[EXCERPT PROVIDED — start]

On understanding bandgap bowing and optoelectronic quality in Pb-Sn alloy hybrid perovskites

• Published in: Journal of materials chemistry. A, Materials for energy and sustainability Vol. 7; no. 27; pp. 16285 - 16293
• Main Authors: Rajagopal, Adharsh, Stoddard, Ryan J, Hillhouse, Hugh W, Jen, Alex K.-Y
• Format: Journal Article
• Language: English
• Published: Cambridge Royal Society of Chemistry 2019
• Subjects: Alloys; Anions; Bowing; Cations; Cesium; Charge distribution; Chemical effects; Composition; Interpolation; Lead; Lead base alloys; Linearity; Microstrain; Optoelectronics; Organic chemistry; Perovskites; Photoluminescence; Photonic band gaps; Photons; Photovoltaic cells; Photovoltaics; Solar cells; Spray coating; Tin; Tin base alloys
• ISSN: 2050-7488; 2050-7496
• DOI: 10.1039/c9ta05308e

High quality small-bandgap hybrid perovskites (AMX 3 with M = Pb 1− x Sn x ) are pivotal for all-perovskite multi-junction photovoltaics. The bandgap of these alloys significantly deviates from the linear interpolation between the bandgaps of APbI 3 and ASnI 3 for all A-site cations examined thus far. This non-linearity of the bandgap with composition is referred to as bandgap bowing. Here, we explore a wide-range of A-site compositions to understand bandgap bowing and identify the optimal Pb-Sn alloy composition. Optical and structural investigations of different APb 1− x Sn x I 3 alloys reveal that the bandgap bowing is correlated with the extent of microstrain in their respective APbI 3 compounds. We discover that bandgap bowing in APb 1− x Sn x I 3 alloys is primarily due to local structural relaxation effects (changes in bond angles and lengths) that result from the size, shape, and charge distribution of the cations on the A-site, and that these effects are intimately coupled with chemical effects (intermixing of atomic orbitals) that result from changes in the M-site. The choice of X-site also impacts bandgap bowing because of the X-site anions' influence on local structural relaxation and chemical effects. Further, we extend these results to provide a general rationale for the origin and modulation of bandgap bowing in HP alloys. Subsequently, using high-throughput combinational spray coating and photoluminescence analysis, we find that ternary combinations of methylammonium (MA), formamidinium (FA), and cesium (Cs) are beneficial to improve the optoelectronic quality of APb 1− x Sn x I 3 alloys. The optimal composition, (MA 0.24 FA 0.61 Cs 0.15 )(Pb 0.35 Sn 0.65 I 3 )I 3 has a desirable low bandgap (1.23 eV) and high optoelectronic quality (achieving 86% of the detailed balance limit quasi-Fermi level splitting). This study provides valuable insights regarding bandgap evolution in HP alloys and the optimal small-bandgap absorber composition desired for next-generation HP tandems. Experimental insights regarding bandgap evolution in hybrid perovskite alloys and the optimal small-bandgap absorber composition desired for next-generation perovskite tandems.

[EXCERPT PROVIDED — finish]

Answer these from the text on Pb-Sn perovskite bandgap bowing:
(a) In which journal did the article appear?
(b) What does the text say is referred to as bandgap bowing?
(c) What bandgap does the optimal composition have?

[INFORMATION SUPPLIED — start]

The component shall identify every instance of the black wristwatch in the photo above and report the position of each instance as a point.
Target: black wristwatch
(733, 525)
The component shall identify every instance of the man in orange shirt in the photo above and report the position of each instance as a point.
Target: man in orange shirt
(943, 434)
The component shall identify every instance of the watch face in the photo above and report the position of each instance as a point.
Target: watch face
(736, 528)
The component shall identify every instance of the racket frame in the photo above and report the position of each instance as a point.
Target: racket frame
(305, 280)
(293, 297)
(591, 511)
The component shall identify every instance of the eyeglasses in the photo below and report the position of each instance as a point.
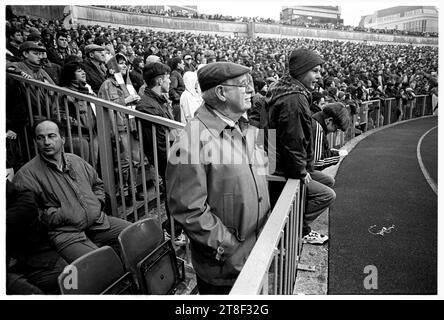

[INFORMATION SUPPLIED — finish]

RESULT FOR THIS TASK:
(a) Journal of materials chemistry. A, Materials for energy and sustainability
(b) The non-linearity of the bandgap with composition
(c) 1.23 eV